BRANO SCELTO -
----
Immigrazione, respingimenti e morti in mare. Ma l’Italia (e l’Ue) continuano a pagare la Libia

Due rapporti – uno di Oxfam e un altro delle ong che si occupano di soccorso in mare – inchiodano il nostro paese sulla mancata tutela dei diritti umani. Mentre non si fermano i finanziamenti alla Libia

Dalla riforma dei decreti sicurezza al memorandum con la Libia, il dossier migranti è ancora tutto sul tavolo della maggioranza, con un governo che al suo esordio aveva promesso discontinuità rispetto al trend tracciato dall’esecutivo Conte I a trazione leghista. Discontinuità di cui però, dal 5 settembre 2019, al di là degli annunci non si vede traccia.


Alla vigilia della Giornata mondiale del Rifugiato del 20 giugno arrivano i dati a fotografare la durezza di un dossier che divide la maggioranza. Prima di tutto i numeri snocciolati da Oxfam: sono 230 le persone che sono morte lungo la rotta del Mediterraneo centrale dall’inizio dell’anno, 5.500 da quando è stato firmato il controverso accordo tra Italia e Libia.


Con il nostro paese che, come noto, continua a finanziare la cosiddetta guardia costiera libica: 3 milioni in più quest’anno rispetto al 2019, «per uno stanziamento complessivo di 58,28 milioni per il 2020 e di 213 milioni in tre anni, nonostante le indicibili violazioni dei diritti umani inflitte a migliaia di disperati».
----
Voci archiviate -

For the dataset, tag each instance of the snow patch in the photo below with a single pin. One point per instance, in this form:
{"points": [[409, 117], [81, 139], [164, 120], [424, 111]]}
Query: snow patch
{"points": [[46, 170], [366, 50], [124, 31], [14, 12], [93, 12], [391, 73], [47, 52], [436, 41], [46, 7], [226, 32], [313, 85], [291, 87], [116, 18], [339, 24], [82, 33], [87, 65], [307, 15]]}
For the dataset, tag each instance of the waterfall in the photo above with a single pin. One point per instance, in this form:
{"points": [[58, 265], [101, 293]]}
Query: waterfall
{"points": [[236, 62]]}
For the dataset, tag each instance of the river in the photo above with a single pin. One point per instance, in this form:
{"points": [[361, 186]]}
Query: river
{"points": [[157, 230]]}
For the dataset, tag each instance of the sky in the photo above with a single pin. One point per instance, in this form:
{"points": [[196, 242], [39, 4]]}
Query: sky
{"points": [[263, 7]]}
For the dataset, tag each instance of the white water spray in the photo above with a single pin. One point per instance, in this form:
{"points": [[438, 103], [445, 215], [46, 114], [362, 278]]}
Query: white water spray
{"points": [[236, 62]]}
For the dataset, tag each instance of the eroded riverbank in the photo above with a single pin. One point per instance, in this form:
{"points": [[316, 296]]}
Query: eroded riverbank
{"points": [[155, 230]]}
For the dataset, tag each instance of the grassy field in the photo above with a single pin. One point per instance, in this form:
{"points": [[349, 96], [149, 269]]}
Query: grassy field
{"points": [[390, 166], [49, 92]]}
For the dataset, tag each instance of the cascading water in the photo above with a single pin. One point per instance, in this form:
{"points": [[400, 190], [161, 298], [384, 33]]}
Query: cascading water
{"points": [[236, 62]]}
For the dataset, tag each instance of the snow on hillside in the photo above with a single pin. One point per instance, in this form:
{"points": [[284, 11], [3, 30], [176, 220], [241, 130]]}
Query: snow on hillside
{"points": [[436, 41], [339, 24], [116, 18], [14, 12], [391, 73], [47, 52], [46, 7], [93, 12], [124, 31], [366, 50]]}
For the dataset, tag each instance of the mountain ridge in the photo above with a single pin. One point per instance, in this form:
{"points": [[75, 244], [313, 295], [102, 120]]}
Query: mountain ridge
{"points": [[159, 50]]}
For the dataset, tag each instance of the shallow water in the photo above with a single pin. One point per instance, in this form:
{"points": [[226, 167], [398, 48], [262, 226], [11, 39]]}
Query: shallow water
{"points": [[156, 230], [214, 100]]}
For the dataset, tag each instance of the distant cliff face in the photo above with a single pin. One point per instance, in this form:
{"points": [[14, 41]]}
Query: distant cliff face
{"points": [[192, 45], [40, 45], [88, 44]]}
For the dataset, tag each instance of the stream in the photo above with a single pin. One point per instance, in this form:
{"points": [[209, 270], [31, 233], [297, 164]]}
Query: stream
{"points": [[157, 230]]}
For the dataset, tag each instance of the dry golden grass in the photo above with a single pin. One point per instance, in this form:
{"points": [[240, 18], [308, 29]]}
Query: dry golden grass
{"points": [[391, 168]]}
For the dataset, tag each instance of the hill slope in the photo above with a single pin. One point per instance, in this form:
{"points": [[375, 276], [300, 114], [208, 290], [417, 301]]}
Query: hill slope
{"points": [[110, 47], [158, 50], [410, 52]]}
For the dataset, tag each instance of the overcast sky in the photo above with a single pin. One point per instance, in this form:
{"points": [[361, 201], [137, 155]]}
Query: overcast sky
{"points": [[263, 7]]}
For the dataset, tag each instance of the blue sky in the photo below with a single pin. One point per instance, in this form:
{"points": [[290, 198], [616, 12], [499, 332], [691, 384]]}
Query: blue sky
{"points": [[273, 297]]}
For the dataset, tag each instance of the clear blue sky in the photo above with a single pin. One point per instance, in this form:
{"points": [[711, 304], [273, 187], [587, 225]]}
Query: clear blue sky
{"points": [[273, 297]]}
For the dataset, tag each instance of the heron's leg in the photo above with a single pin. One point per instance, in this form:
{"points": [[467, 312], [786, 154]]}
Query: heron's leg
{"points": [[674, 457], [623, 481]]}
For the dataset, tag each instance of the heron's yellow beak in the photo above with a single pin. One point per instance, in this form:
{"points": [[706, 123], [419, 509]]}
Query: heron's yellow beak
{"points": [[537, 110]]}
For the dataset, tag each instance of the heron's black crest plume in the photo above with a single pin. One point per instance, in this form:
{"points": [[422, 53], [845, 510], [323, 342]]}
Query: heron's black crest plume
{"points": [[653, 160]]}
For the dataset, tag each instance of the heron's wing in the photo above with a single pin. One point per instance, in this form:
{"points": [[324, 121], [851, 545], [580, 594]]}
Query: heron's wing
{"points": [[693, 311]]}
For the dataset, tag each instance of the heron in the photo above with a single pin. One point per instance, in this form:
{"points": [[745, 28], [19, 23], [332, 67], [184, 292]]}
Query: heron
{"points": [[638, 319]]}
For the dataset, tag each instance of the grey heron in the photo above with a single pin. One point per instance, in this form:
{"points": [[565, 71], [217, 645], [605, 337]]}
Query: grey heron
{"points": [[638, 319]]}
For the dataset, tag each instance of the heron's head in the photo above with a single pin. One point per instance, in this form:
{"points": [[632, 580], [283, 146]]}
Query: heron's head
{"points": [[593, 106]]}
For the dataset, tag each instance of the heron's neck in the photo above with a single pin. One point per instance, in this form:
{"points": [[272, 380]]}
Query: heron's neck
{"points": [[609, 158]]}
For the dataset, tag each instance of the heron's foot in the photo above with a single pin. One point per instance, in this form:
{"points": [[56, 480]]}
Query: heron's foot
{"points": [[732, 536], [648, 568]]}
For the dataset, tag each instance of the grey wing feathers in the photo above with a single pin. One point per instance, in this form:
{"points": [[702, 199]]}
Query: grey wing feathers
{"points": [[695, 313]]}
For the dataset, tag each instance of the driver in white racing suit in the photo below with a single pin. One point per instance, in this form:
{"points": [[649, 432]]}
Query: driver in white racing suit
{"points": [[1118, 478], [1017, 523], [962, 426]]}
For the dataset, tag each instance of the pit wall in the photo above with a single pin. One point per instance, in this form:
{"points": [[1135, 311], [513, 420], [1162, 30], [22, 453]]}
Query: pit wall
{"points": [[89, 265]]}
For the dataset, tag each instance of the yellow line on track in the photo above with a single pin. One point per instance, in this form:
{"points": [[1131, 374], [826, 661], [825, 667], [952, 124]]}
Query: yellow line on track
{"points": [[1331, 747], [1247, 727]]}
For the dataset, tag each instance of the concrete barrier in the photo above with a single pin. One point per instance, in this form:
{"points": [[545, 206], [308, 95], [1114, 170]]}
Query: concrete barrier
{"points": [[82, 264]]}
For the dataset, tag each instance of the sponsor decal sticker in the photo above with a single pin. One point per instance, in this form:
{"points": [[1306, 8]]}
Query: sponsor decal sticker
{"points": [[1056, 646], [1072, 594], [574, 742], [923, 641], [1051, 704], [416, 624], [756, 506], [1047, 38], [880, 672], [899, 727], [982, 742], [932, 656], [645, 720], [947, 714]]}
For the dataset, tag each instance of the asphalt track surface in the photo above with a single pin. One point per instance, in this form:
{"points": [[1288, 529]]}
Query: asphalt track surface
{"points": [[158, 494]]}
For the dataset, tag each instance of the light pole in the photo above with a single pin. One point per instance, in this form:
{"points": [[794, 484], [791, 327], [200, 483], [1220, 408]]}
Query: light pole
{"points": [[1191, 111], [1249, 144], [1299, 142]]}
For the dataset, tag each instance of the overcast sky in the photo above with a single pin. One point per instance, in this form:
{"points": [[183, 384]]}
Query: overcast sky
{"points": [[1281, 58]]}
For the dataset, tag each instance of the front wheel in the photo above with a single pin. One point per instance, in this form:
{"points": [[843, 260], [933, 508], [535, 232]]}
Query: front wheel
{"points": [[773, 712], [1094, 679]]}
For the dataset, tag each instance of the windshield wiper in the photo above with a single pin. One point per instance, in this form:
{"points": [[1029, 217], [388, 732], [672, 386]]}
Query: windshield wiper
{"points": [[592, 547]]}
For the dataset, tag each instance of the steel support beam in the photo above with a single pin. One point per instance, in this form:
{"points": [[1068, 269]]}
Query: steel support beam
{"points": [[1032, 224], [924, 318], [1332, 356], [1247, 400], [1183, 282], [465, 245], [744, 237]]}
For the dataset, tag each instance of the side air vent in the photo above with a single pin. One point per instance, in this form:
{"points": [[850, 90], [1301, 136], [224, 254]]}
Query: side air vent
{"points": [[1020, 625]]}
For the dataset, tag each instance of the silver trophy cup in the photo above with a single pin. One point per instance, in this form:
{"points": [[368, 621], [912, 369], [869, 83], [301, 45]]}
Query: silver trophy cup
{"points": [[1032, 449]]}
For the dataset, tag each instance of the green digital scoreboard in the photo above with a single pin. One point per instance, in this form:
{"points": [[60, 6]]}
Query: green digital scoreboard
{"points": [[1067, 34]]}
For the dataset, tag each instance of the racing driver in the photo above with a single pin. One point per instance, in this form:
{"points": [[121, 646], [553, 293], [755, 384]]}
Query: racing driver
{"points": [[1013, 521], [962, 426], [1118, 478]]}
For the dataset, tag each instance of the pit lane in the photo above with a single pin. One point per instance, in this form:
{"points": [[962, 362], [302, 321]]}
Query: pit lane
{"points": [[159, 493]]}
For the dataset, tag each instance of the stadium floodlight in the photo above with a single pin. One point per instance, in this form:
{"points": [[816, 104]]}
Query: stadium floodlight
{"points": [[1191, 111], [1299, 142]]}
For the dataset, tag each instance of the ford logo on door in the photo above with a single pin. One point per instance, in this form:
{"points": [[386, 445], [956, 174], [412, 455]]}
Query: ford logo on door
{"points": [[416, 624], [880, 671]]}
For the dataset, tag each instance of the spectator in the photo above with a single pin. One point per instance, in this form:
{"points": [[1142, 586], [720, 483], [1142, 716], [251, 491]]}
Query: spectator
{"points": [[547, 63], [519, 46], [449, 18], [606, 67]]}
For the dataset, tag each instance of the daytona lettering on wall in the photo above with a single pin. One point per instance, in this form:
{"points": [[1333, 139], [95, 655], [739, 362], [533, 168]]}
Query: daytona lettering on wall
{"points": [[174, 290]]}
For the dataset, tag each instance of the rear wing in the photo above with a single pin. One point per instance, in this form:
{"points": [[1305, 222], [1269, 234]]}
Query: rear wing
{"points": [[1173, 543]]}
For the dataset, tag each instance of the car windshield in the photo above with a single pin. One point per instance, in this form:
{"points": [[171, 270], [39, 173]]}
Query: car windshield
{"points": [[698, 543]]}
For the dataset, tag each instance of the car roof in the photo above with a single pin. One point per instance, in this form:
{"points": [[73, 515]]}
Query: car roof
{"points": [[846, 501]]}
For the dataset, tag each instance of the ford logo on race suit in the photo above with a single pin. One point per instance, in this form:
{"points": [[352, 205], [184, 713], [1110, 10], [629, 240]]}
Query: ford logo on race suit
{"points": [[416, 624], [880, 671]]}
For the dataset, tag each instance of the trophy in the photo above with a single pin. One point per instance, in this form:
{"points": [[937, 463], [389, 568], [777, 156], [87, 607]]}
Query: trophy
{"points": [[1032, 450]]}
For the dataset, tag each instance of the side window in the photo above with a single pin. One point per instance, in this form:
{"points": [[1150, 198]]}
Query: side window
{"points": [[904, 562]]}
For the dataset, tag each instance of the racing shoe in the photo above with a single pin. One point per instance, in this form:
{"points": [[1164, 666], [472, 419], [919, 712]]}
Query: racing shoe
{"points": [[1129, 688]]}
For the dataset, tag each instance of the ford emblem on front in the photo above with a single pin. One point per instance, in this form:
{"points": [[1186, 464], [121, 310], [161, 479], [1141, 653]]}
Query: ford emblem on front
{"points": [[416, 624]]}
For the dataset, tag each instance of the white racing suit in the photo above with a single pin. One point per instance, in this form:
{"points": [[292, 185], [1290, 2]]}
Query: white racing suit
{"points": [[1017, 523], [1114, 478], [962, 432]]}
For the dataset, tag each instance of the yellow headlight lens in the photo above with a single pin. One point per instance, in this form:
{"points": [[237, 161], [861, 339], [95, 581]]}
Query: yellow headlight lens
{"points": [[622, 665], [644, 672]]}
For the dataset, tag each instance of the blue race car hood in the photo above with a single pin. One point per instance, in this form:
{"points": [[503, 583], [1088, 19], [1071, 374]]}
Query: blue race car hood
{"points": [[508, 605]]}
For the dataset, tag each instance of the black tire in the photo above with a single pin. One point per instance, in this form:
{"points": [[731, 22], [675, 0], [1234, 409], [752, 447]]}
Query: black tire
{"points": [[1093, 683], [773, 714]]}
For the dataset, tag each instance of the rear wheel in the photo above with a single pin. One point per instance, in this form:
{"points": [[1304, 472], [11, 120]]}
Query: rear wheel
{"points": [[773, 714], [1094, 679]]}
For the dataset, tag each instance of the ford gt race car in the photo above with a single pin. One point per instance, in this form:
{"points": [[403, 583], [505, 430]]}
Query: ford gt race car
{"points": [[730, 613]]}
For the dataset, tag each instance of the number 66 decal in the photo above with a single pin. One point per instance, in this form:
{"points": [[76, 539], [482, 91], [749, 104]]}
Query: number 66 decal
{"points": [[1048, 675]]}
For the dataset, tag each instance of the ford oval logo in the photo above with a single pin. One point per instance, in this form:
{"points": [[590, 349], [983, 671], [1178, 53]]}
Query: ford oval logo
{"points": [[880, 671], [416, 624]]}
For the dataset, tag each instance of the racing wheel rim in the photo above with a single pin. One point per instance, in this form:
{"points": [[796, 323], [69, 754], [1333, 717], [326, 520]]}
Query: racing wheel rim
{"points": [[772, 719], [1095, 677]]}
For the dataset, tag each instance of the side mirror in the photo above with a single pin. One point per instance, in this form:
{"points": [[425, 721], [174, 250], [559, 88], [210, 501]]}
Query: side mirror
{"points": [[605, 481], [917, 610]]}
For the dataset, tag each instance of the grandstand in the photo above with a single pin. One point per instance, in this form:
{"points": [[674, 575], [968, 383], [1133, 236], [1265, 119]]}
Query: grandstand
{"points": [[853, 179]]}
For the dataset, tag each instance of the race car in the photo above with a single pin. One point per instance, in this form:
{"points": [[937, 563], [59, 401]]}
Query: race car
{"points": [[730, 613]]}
----
LE CONSEGNE -
a – Secondo i numeri di Oxfam riportati nel brano sull'immigrazione, quante persone sono morte lungo la rotta del Mediterraneo centrale dall'inizio dell'anno?
b – Prosegui il brano sull'immigrazione e sui finanziamenti alla Libia partendo dal punto in cui si interrompe.

RISPOSTE SCRITTE -
a – 230 persone.

b –
Grafica Vincenzo Monaco/Open

Nel frattempo l’alleanza delle Ong che si occupano di soccorso in mare pubblica oggi un rapporto che documenta come «la collaborazione aerea tra l’Ue e la Libia faciliti le intercettazioni e i respingimenti di massa dei migranti nel Mediterraneo centrale». Come quello, l’ennesimo, che l’equipaggio della ong italiana Mediterranea testimonia di aver visto compiere sotto ai propri occhi: «l’ennesimo respingimento verso la Libia finanziato dall’Italia con la complicità dell’Unione Europea».

Sullo sfondo lo sgomento – sempre più flebile, in verità – per il ritrovamento nelle scorse ore del corpicino di una bimba di 5 mesi sulla spiaggia di Sorman, in Libia: una delle vittime, 12 sulle 30 a bordo, del naufragio di un barcone di migranti lo scorso 13 giugno a una decina di chilometri da Zawya.

Grafica Vincenzo Monaco / Open

La piccola indossava ancora il suo pigiama: un’immagine straziante, come già quella del piccolo Alan Kurdi, che certo fa versare lacrime. Già. Ma poi?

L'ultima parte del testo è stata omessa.